What you need to do » Write out every line of the listing below as a numbered list, skipping any blank lines and leaving out the pictures.

The input »

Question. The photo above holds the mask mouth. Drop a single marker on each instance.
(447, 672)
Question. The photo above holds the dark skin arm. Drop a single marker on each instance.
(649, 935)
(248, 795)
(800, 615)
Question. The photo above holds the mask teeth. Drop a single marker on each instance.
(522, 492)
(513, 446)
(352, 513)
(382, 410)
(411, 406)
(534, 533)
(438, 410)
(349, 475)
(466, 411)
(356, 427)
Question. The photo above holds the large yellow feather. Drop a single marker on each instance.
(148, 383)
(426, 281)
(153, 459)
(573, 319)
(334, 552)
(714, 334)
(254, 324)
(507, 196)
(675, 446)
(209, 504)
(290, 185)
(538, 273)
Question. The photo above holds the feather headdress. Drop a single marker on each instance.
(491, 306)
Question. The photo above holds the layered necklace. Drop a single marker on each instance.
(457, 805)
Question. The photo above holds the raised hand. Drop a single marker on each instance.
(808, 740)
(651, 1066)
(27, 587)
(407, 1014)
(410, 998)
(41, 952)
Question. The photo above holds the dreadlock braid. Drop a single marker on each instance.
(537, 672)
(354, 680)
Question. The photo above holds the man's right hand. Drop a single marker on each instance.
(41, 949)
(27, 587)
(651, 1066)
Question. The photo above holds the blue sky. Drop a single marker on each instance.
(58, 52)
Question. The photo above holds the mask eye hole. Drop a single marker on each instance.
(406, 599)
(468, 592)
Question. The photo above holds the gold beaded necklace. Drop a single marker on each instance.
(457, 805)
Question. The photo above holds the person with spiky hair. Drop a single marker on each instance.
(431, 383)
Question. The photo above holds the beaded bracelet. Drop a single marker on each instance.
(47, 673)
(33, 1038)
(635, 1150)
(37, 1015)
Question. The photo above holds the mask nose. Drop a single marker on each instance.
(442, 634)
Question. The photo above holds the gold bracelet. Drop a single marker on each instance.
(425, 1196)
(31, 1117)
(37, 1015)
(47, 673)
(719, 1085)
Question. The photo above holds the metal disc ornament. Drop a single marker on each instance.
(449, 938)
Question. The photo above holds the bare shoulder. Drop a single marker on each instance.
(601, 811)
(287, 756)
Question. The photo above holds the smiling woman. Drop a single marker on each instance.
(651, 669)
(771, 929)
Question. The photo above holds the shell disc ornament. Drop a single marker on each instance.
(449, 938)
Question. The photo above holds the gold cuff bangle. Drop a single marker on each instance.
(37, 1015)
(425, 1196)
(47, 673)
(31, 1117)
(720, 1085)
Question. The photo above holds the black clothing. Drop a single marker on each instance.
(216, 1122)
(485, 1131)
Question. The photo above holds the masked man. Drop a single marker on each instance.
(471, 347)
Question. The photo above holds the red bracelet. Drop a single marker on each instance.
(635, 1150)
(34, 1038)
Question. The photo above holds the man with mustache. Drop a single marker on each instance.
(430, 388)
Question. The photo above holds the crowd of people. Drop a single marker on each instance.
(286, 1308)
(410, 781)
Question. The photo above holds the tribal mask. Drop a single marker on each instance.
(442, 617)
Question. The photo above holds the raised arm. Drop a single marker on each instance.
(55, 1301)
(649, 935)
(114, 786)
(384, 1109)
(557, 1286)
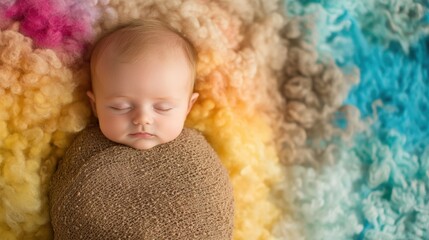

Solution to this exercise »
1. Question. The photo above holds the mask mouth. Drop a single marker on each instance.
2. (447, 672)
3. Question. The photo above holds the dark skin arm. Drop a single marker on each instance.
4. (649, 935)
5. (248, 795)
6. (800, 615)
7. Question. The photo above holds the mask teeth. Drop a single marker on each instance.
8. (522, 492)
9. (513, 446)
10. (352, 513)
11. (382, 410)
12. (411, 406)
13. (534, 533)
14. (438, 410)
15. (349, 475)
16. (466, 411)
17. (356, 427)
18. Question. The photo above holds the large yellow feather. Drop a single marker on each instance.
19. (148, 383)
20. (426, 281)
21. (153, 459)
22. (573, 319)
23. (334, 552)
24. (714, 334)
25. (254, 324)
26. (507, 196)
27. (675, 446)
28. (209, 504)
29. (290, 185)
30. (538, 273)
31. Question. The photo above holds the feather headdress. Drop a single marker on each instance.
32. (491, 306)
33. Question. The photo above holds the layered necklace. Drop a single marker on each instance.
34. (457, 805)
35. Question. The photo above holds the raised hand. Drop a single marker on each instance.
36. (808, 740)
37. (651, 1066)
38. (27, 587)
39. (407, 1014)
40. (410, 998)
41. (41, 952)
42. Question. The photo above holds the dreadlock braid. Drop a single marker on each instance.
43. (537, 672)
44. (354, 680)
45. Question. The photo above holds the man's right hand. Drop a single marker on each instance.
46. (41, 949)
47. (27, 587)
48. (651, 1066)
49. Question. The photo above holds the blue sky. Drop a single marker on each instance.
50. (58, 52)
51. Question. The photo above holds the mask eye hole. Drop a single marker on each instance.
52. (406, 599)
53. (468, 592)
54. Question. The photo above holds the gold beaded necklace. Drop a single marker on each instance.
55. (457, 805)
56. Question. The photo above holds the person with spiky hair. Drop a single marker on each instance.
57. (431, 383)
58. Question. The photo above holds the beaded bracelet. Drop a single marker on each instance.
59. (47, 673)
60. (33, 1038)
61. (635, 1150)
62. (37, 1015)
63. Question. The photo above holds the mask nose. Drop a single marker on each instance.
64. (442, 634)
65. Question. The photo above holds the gold bracelet. Drop a single marker on each instance.
66. (425, 1196)
67. (31, 1117)
68. (37, 1015)
69. (47, 673)
70. (719, 1085)
71. Question. The photo above holds the metal disc ornament. Drop a single marker on each instance.
72. (449, 938)
73. Question. The photo above holds the bare shoulder. Drop a single marker on each instance.
74. (601, 811)
75. (287, 756)
76. Question. The photo above holds the smiling woman. Drop a single marker on each instance.
77. (651, 669)
78. (771, 929)
79. Question. The photo above holds the shell disc ornament. Drop a single marker on each instance.
80. (449, 938)
81. Question. The photo above holds the gold cuff bangle. Drop a single marker on each instance.
82. (37, 1015)
83. (425, 1196)
84. (47, 673)
85. (31, 1117)
86. (720, 1085)
87. Question. The photo above holds the black clothing. Drop a single marker on each instance.
88. (216, 1122)
89. (485, 1131)
90. Question. The photo above holds the masked man. Drop a single marker on each instance.
91. (471, 347)
92. Question. The photo above holds the red bracelet. Drop a single marker on each instance.
93. (635, 1150)
94. (34, 1038)
95. Question. The photo above holds the man with mustache. Drop a single marker on each instance.
96. (430, 388)
97. Question. The photo above holds the crowd of people. Drop a single marker on each instance.
98. (286, 1308)
99. (410, 781)
100. Question. The photo above holds the tribal mask. Drop a single marker on each instance.
101. (442, 617)
102. Question. The photo above holds the raised arm. Drop a single marker on each instance.
103. (55, 1301)
104. (649, 935)
105. (114, 786)
106. (384, 1109)
107. (557, 1286)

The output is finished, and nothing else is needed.